• Problem requirements
Report how many lines in the data contain the string "pink", treating uppercase and lowercase as different. Give only the number.

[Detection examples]
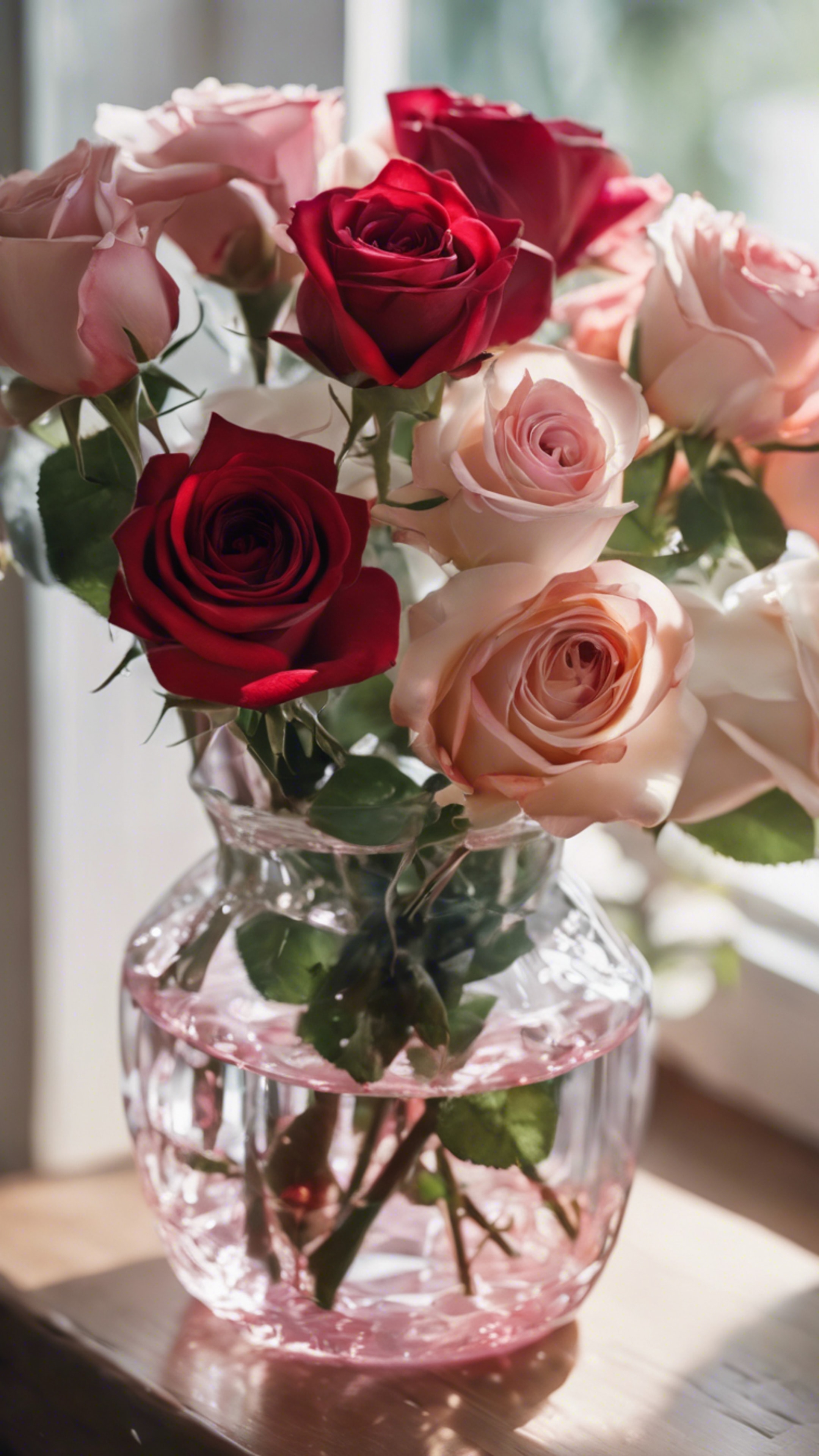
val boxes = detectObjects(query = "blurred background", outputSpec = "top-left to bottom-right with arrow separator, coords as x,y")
0,0 -> 819,1170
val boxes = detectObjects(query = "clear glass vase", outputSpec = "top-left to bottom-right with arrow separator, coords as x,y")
122,731 -> 650,1366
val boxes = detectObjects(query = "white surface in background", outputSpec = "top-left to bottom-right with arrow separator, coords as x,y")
344,0 -> 410,137
31,585 -> 213,1170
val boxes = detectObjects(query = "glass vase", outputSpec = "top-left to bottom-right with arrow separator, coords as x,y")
122,730 -> 650,1366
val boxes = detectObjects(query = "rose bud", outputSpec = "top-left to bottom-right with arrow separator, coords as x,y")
111,415 -> 401,711
375,344 -> 648,574
672,555 -> 819,823
96,77 -> 342,291
273,160 -> 533,389
637,195 -> 819,442
391,560 -> 705,837
0,141 -> 179,408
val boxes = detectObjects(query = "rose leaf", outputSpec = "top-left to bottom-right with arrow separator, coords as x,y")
236,910 -> 342,1006
38,430 -> 134,617
437,1080 -> 560,1170
679,789 -> 816,865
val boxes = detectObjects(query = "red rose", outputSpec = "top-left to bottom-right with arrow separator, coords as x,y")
111,415 -> 401,711
273,160 -> 551,389
388,86 -> 647,275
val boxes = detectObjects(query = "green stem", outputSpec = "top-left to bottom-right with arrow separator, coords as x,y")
236,282 -> 292,384
340,1098 -> 392,1213
367,415 -> 395,501
436,1147 -> 475,1294
461,1192 -> 519,1260
308,1102 -> 439,1309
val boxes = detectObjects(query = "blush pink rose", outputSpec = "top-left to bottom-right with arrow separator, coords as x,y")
0,141 -> 179,405
762,450 -> 819,541
391,562 -> 705,836
96,77 -> 342,291
637,196 -> 819,442
552,173 -> 673,366
376,344 -> 648,574
672,556 -> 819,823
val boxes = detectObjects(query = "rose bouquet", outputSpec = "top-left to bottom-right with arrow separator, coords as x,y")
0,82 -> 819,1352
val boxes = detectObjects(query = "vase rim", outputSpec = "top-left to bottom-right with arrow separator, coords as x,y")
191,772 -> 561,859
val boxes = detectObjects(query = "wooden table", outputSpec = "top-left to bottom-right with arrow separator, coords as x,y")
0,1118 -> 819,1456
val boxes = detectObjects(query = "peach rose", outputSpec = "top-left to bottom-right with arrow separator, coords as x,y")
96,77 -> 342,291
0,141 -> 179,408
672,556 -> 819,823
552,173 -> 673,366
376,344 -> 648,574
392,560 -> 705,837
762,450 -> 819,541
637,195 -> 819,442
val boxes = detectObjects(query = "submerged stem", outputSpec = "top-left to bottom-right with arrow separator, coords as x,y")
308,1102 -> 439,1309
436,1147 -> 475,1294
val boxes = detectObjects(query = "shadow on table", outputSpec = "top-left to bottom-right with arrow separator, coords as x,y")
24,1260 -> 577,1456
637,1287 -> 819,1456
165,1303 -> 577,1456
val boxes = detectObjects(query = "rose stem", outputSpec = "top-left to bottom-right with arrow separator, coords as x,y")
340,1098 -> 392,1213
436,1147 -> 475,1294
308,1102 -> 439,1309
245,1072 -> 281,1281
461,1191 -> 519,1260
523,1165 -> 580,1242
366,415 -> 395,501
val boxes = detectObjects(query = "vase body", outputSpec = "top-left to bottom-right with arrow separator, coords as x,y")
122,739 -> 650,1366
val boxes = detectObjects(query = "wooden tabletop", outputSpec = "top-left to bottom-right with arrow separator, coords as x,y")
0,1124 -> 819,1456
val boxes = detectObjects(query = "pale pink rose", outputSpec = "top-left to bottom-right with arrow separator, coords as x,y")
637,195 -> 819,442
552,253 -> 654,366
96,77 -> 342,290
392,560 -> 705,836
762,450 -> 819,541
376,344 -> 648,572
672,556 -> 819,823
552,173 -> 673,366
319,124 -> 398,192
0,141 -> 179,405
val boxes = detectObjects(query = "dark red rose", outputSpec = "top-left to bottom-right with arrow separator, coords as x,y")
111,415 -> 401,711
273,160 -> 551,389
388,86 -> 648,275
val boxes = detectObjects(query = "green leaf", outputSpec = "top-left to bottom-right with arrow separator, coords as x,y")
449,996 -> 497,1057
386,495 -> 449,511
415,803 -> 469,849
469,920 -> 535,981
410,962 -> 449,1051
676,485 -> 727,556
679,789 -> 816,865
682,435 -> 714,483
38,430 -> 134,617
308,757 -> 430,844
321,673 -> 410,753
720,475 -> 787,571
437,1082 -> 560,1169
236,910 -> 342,1006
621,440 -> 676,527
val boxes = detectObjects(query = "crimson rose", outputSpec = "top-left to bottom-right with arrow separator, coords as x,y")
273,159 -> 551,389
388,86 -> 648,275
111,415 -> 401,711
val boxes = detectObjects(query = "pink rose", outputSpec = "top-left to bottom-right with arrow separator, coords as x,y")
552,173 -> 673,366
672,556 -> 819,823
762,450 -> 819,541
637,196 -> 819,441
392,562 -> 705,836
96,77 -> 342,291
376,344 -> 648,574
0,141 -> 179,405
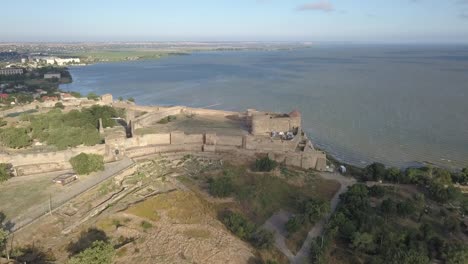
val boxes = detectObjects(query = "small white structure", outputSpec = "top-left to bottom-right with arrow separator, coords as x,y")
44,73 -> 62,79
0,68 -> 24,75
338,165 -> 346,174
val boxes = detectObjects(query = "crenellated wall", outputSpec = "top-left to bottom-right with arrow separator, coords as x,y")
0,104 -> 326,176
0,145 -> 107,176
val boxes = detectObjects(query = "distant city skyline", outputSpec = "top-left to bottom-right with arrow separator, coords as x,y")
0,0 -> 468,43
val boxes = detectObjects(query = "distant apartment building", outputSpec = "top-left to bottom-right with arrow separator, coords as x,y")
29,56 -> 81,66
44,73 -> 62,79
0,68 -> 24,75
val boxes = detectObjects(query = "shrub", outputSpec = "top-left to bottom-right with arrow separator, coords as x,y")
54,102 -> 65,109
369,185 -> 385,198
250,228 -> 275,249
208,176 -> 234,197
68,241 -> 115,264
254,157 -> 278,172
70,153 -> 104,175
0,127 -> 31,149
86,92 -> 99,101
140,221 -> 153,231
285,216 -> 304,234
158,115 -> 177,124
0,163 -> 13,182
223,211 -> 256,241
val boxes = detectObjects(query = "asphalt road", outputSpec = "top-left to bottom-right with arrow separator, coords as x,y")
264,173 -> 356,264
10,158 -> 134,231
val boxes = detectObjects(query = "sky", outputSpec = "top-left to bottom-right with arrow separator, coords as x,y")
0,0 -> 468,43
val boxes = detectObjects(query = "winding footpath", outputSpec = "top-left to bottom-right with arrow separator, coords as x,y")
264,173 -> 356,264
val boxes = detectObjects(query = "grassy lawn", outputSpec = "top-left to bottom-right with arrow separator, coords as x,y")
0,176 -> 62,219
135,115 -> 246,136
215,166 -> 339,225
126,191 -> 211,224
180,164 -> 339,259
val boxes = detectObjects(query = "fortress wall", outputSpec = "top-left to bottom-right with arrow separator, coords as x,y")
0,145 -> 106,169
215,145 -> 239,152
245,136 -> 299,152
184,134 -> 204,144
112,101 -> 164,112
125,144 -> 203,158
184,107 -> 241,116
132,133 -> 171,146
205,133 -> 218,145
251,114 -> 301,135
0,102 -> 38,117
15,162 -> 72,176
134,106 -> 183,127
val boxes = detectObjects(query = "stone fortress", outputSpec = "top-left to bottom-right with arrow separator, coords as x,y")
0,94 -> 326,176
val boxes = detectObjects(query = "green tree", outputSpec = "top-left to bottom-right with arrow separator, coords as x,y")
0,163 -> 13,183
68,241 -> 115,264
364,162 -> 386,181
208,176 -> 234,197
380,198 -> 397,217
70,92 -> 81,98
0,127 -> 31,149
0,227 -> 9,260
54,102 -> 65,109
352,232 -> 376,252
443,243 -> 468,264
70,153 -> 104,175
86,92 -> 99,101
250,228 -> 275,249
301,199 -> 330,223
223,211 -> 256,241
254,156 -> 278,172
285,215 -> 304,234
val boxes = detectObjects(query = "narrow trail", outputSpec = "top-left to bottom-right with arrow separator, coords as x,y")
264,173 -> 356,264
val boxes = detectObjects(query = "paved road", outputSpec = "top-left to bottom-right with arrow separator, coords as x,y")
11,158 -> 134,231
264,173 -> 356,264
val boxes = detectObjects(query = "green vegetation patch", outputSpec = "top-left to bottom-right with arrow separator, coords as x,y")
68,240 -> 115,264
0,163 -> 13,183
70,153 -> 104,175
207,165 -> 338,224
311,184 -> 468,264
0,105 -> 119,150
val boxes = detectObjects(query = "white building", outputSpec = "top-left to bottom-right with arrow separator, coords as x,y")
44,73 -> 62,79
0,68 -> 24,75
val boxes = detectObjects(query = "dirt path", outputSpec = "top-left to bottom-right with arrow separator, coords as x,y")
11,158 -> 133,231
264,173 -> 356,264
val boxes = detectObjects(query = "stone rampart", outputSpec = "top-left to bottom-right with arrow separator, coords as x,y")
0,145 -> 106,176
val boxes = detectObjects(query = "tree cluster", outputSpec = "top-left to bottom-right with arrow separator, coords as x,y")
311,184 -> 468,264
222,211 -> 274,249
253,156 -> 278,172
362,163 -> 468,203
0,105 -> 118,150
70,153 -> 104,175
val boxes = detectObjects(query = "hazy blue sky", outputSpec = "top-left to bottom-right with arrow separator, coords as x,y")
0,0 -> 468,43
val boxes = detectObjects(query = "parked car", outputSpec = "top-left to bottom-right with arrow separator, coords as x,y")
52,173 -> 78,185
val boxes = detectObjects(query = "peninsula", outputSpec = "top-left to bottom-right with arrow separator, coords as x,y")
0,92 -> 468,263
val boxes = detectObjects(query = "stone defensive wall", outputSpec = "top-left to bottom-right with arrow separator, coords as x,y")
0,95 -> 326,176
0,145 -> 107,176
106,131 -> 326,170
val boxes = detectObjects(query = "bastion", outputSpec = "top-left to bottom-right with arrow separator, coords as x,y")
0,94 -> 326,176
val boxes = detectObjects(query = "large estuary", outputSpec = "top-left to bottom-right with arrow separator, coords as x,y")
61,46 -> 468,167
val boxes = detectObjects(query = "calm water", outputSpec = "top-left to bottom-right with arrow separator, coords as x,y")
62,46 -> 468,166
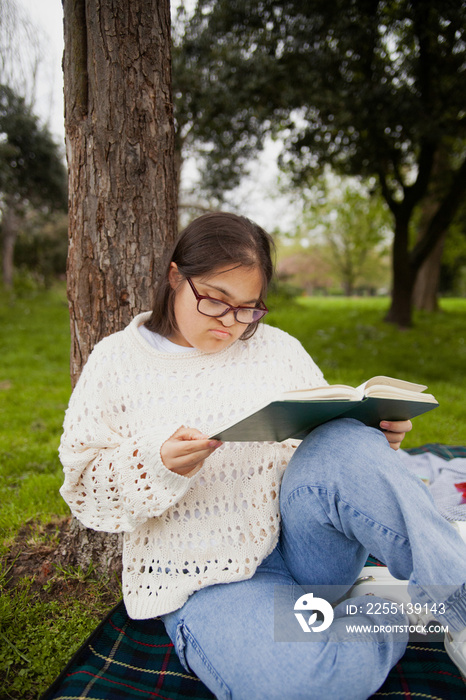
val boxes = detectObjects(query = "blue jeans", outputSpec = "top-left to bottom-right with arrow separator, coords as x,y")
163,419 -> 466,700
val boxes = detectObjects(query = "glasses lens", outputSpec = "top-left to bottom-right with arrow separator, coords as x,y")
236,309 -> 266,323
197,299 -> 230,316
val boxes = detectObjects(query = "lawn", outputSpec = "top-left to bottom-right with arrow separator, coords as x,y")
0,286 -> 466,700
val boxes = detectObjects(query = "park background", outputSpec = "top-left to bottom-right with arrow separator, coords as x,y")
0,0 -> 466,700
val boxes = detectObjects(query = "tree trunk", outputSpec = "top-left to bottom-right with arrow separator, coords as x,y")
2,198 -> 18,289
385,214 -> 415,328
413,232 -> 447,311
64,0 -> 177,385
62,0 -> 177,573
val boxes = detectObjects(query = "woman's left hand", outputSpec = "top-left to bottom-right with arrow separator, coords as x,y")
380,420 -> 413,450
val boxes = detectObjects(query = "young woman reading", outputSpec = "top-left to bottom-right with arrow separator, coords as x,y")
60,213 -> 466,700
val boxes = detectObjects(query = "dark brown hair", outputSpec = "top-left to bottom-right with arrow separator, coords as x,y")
145,212 -> 275,340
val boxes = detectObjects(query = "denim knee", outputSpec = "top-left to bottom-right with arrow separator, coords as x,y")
282,418 -> 392,495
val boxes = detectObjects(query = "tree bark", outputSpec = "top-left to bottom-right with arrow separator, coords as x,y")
61,0 -> 177,573
63,0 -> 177,386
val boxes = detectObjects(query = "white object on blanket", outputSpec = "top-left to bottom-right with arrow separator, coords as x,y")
398,450 -> 466,524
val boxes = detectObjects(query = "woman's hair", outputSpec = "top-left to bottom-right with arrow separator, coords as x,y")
145,212 -> 275,340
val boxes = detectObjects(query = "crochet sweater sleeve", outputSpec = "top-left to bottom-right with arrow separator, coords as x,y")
59,340 -> 197,532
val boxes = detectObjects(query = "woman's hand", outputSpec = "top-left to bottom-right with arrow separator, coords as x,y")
160,426 -> 222,476
380,420 -> 413,450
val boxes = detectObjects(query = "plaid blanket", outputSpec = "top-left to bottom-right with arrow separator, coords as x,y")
41,445 -> 466,700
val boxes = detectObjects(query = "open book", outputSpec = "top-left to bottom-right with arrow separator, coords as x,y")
212,377 -> 438,442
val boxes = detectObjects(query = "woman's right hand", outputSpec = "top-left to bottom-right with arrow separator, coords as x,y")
160,426 -> 222,476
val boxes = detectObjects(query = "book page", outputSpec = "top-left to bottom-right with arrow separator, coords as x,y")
358,376 -> 427,400
282,384 -> 363,401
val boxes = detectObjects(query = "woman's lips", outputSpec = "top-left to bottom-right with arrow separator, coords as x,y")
210,328 -> 231,340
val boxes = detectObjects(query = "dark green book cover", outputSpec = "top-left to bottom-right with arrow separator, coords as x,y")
212,397 -> 438,442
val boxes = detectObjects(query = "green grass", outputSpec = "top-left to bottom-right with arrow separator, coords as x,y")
0,286 -> 466,700
267,297 -> 466,447
0,286 -> 70,538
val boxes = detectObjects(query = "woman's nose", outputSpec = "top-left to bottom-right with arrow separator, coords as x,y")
219,310 -> 236,327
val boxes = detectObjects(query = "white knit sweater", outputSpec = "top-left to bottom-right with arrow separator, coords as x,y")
60,313 -> 325,619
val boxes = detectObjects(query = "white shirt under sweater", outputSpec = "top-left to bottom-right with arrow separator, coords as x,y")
60,312 -> 325,619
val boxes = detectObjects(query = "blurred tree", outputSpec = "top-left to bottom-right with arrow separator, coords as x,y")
0,85 -> 67,288
290,172 -> 393,296
184,0 -> 466,326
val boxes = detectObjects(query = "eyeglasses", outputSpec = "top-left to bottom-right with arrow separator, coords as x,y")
186,277 -> 269,324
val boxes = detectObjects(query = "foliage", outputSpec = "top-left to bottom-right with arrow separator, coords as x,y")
14,209 -> 68,284
172,4 -> 268,202
0,85 -> 67,209
181,0 -> 466,325
292,175 -> 392,296
0,286 -> 71,548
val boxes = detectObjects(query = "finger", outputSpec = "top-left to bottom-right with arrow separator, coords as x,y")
380,420 -> 413,433
171,447 -> 222,467
167,438 -> 222,459
384,431 -> 405,450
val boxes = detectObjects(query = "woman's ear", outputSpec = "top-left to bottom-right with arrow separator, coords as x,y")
168,262 -> 183,289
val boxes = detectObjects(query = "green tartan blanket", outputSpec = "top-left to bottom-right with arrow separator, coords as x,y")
41,445 -> 466,700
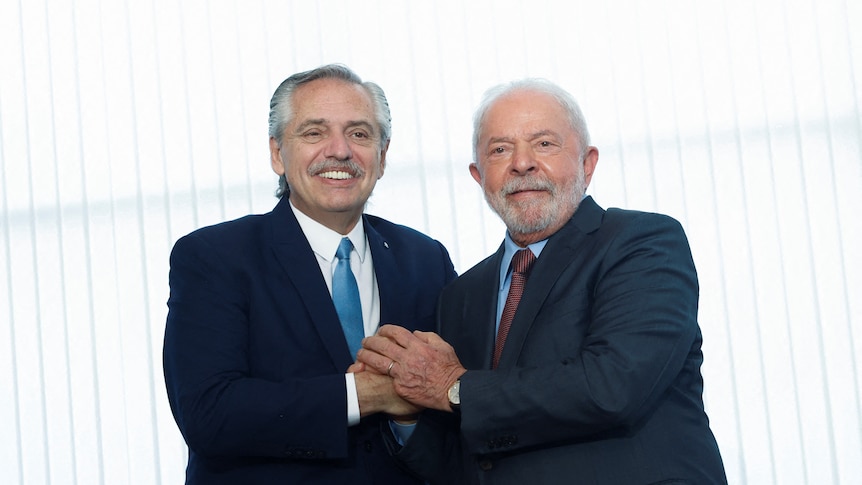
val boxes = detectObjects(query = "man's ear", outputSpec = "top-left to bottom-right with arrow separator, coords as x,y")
377,141 -> 389,180
584,147 -> 599,186
470,162 -> 482,185
269,136 -> 284,175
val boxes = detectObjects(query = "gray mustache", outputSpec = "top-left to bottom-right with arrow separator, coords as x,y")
500,177 -> 554,195
308,158 -> 365,177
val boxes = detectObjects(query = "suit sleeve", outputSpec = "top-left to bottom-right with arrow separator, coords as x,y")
460,214 -> 700,454
163,234 -> 347,459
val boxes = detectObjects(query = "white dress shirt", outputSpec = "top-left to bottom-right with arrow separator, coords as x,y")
290,202 -> 380,426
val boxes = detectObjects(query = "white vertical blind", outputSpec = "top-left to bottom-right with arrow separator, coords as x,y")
0,0 -> 862,485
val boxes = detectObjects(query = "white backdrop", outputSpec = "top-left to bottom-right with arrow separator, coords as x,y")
0,0 -> 862,485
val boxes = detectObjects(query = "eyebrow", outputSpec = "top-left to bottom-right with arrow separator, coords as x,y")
295,118 -> 376,133
488,130 -> 560,144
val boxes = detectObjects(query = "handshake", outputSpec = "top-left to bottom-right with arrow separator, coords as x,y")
347,325 -> 467,422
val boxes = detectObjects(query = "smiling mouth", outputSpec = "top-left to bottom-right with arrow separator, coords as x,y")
317,170 -> 354,180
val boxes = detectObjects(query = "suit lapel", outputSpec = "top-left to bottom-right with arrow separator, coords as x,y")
498,197 -> 604,369
452,244 -> 504,369
270,198 -> 353,369
362,214 -> 410,328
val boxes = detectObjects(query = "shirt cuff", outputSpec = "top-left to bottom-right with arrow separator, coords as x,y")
344,373 -> 359,426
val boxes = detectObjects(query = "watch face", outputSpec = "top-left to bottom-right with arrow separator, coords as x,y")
449,381 -> 461,406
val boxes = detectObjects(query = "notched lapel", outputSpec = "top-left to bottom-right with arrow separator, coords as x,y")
498,197 -> 604,368
363,215 -> 411,327
272,200 -> 353,369
440,245 -> 503,369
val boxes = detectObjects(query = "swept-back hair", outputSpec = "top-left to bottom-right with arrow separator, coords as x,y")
269,64 -> 392,197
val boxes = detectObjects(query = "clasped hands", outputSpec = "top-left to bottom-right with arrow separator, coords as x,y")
351,325 -> 466,417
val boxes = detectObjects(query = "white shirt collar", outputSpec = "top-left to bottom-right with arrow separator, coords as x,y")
288,200 -> 367,263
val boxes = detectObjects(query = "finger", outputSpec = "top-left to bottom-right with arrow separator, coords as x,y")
356,348 -> 393,374
362,327 -> 405,360
377,324 -> 416,349
413,330 -> 449,349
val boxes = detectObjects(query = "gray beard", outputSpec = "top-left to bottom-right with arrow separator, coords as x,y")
482,162 -> 587,235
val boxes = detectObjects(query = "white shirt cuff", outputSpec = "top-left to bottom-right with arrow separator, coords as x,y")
344,373 -> 359,426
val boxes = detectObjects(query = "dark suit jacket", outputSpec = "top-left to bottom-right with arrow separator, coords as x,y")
399,197 -> 726,485
164,198 -> 455,485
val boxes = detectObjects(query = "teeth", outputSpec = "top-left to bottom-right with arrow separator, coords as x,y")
320,170 -> 353,180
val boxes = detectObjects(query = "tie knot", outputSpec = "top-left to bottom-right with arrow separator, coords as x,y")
512,249 -> 536,273
335,237 -> 353,261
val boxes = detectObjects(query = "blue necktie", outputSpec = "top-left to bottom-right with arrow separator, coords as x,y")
332,237 -> 365,358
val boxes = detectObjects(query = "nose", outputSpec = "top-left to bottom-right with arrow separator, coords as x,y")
323,133 -> 353,160
511,143 -> 536,175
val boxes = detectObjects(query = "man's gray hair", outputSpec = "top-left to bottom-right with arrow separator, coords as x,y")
269,64 -> 392,197
473,78 -> 590,162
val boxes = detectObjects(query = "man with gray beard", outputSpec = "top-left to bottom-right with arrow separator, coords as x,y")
358,80 -> 727,485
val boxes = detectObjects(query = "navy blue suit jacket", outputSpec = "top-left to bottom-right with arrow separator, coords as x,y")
164,197 -> 455,484
398,197 -> 726,485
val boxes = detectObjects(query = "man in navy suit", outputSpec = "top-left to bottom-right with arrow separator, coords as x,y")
164,65 -> 455,485
358,80 -> 726,485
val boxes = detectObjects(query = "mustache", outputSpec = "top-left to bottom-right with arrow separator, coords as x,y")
500,175 -> 555,196
308,158 -> 365,177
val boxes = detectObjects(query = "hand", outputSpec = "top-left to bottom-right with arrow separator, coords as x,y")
347,362 -> 421,423
356,325 -> 467,411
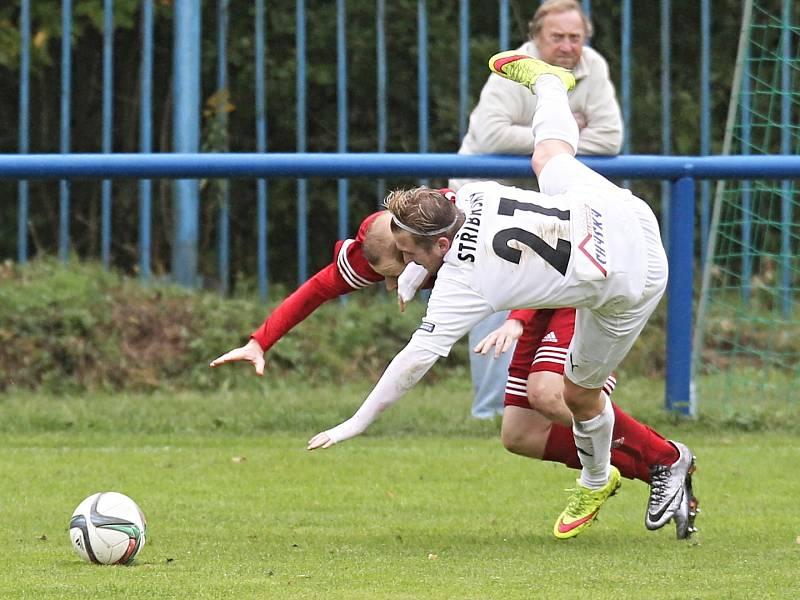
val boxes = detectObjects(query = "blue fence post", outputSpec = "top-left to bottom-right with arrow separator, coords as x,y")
665,177 -> 695,415
660,0 -> 672,253
17,0 -> 31,264
139,0 -> 153,281
780,0 -> 793,320
100,0 -> 114,269
336,0 -> 349,246
216,0 -> 230,296
172,0 -> 202,287
700,0 -> 711,265
255,0 -> 269,301
417,0 -> 429,185
620,0 -> 633,188
58,0 -> 72,262
458,0 -> 469,142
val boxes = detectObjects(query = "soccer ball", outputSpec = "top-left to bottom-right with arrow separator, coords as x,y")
69,492 -> 147,565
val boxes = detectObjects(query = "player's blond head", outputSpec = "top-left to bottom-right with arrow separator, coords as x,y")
528,0 -> 594,40
384,186 -> 460,246
362,212 -> 404,275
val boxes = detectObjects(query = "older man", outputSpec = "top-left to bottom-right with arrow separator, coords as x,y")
449,0 -> 622,418
450,0 -> 623,185
309,51 -> 694,539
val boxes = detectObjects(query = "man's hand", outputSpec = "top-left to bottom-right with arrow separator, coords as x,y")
397,262 -> 430,312
306,431 -> 336,450
209,338 -> 265,377
473,319 -> 523,358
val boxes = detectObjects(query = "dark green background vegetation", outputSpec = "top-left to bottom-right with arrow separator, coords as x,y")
0,0 -> 740,287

• Output
3